━━ MATERIAL PROVIDED
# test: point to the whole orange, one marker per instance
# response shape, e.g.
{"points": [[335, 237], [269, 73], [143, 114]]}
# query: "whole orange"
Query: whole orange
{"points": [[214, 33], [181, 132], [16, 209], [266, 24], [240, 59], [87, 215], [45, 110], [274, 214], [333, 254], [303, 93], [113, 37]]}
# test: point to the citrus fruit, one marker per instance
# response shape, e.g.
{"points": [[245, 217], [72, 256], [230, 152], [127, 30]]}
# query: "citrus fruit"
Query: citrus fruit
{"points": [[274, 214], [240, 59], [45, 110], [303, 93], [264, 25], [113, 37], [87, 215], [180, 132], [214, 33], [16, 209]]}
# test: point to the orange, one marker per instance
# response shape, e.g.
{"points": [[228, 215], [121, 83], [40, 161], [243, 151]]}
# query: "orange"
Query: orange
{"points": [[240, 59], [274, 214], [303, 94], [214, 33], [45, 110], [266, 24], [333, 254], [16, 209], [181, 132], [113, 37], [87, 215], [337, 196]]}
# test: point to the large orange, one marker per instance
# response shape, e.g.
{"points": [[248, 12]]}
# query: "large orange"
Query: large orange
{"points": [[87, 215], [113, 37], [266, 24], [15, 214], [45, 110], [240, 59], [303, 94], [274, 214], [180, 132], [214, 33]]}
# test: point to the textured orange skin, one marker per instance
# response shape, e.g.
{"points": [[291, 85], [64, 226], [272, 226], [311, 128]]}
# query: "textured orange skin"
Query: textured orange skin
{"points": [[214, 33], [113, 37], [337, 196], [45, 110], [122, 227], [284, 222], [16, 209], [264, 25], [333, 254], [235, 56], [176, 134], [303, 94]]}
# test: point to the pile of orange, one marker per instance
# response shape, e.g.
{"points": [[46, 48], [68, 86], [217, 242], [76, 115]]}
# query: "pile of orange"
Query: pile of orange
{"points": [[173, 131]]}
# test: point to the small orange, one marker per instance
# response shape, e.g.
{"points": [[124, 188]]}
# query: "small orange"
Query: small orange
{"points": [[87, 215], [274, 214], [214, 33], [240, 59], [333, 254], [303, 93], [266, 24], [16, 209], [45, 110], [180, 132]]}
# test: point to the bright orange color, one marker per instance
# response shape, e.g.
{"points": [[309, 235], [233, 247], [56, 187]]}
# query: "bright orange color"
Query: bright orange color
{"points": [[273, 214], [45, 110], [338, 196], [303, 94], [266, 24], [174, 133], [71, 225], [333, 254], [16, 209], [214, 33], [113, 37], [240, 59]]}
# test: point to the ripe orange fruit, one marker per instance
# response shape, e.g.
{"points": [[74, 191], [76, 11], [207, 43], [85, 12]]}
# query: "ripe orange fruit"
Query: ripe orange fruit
━━━━
Go through the listing and copy all of it exactly.

_RESPONSE TO THE TASK_.
# test: point to the whole orange, one marker per instance
# response shape, e.g.
{"points": [[335, 237], [269, 73], [143, 114]]}
# query: "whole orange"
Query: whole orange
{"points": [[214, 33], [181, 132], [16, 209], [266, 24], [240, 59], [87, 215], [45, 110], [274, 214], [333, 254], [303, 93], [113, 37]]}
# test: point to the citrus fruit, one marker per instance
# response shape, e.g.
{"points": [[245, 217], [72, 256], [230, 152], [127, 30]]}
# query: "citrus fruit"
Query: citrus fruit
{"points": [[274, 214], [240, 59], [45, 110], [303, 93], [264, 25], [113, 37], [87, 215], [180, 132], [214, 33], [16, 209]]}
# test: point to the orange, one marker per instance
# response shape, e.g.
{"points": [[228, 215], [121, 83], [40, 161], [243, 151]]}
# query: "orange"
Query: orange
{"points": [[240, 59], [274, 214], [303, 94], [214, 33], [45, 110], [266, 24], [333, 254], [16, 209], [181, 132], [113, 37], [87, 215], [337, 196]]}
# test: point to the large orange, one marker per instance
# response shape, e.g.
{"points": [[248, 12]]}
# query: "large orange"
Query: large orange
{"points": [[87, 215], [113, 37], [266, 24], [15, 214], [45, 110], [240, 59], [303, 94], [274, 214], [180, 132], [214, 33]]}
# test: point to the textured orange skin, one marker per instance
# response shape, e.g.
{"points": [[291, 85], [64, 226], [272, 226], [311, 128]]}
# query: "textured orange skin"
Query: textured orange skin
{"points": [[214, 33], [113, 37], [337, 196], [45, 110], [122, 227], [284, 222], [16, 209], [264, 25], [333, 254], [235, 56], [176, 134], [303, 94]]}
# test: point to the pile of orange, one marker per instance
# response shape, e.g.
{"points": [[46, 48], [68, 86], [217, 242], [76, 115]]}
# query: "pile of orange"
Query: pile of orange
{"points": [[173, 131]]}
# test: point to the small orange, one marker per instance
# response shape, e.g.
{"points": [[124, 188]]}
# query: "small orange"
Query: small orange
{"points": [[87, 215], [274, 214], [214, 33], [240, 59], [333, 254], [303, 93], [266, 24], [16, 209], [45, 110], [180, 132]]}
# test: point to the bright orange color, one marker per instance
# response shape, e.g.
{"points": [[309, 235], [233, 247], [56, 187]]}
# query: "bright orange color"
Query: bright orange color
{"points": [[273, 214], [45, 110], [338, 196], [303, 94], [266, 24], [174, 133], [71, 225], [333, 254], [16, 209], [214, 33], [113, 37], [240, 59]]}
# test: point to the ripe orange fruit, one marker per instance
# response shape, e.g.
{"points": [[74, 191], [76, 11], [207, 43], [85, 12]]}
# query: "ripe orange fruit"
Query: ripe orange fruit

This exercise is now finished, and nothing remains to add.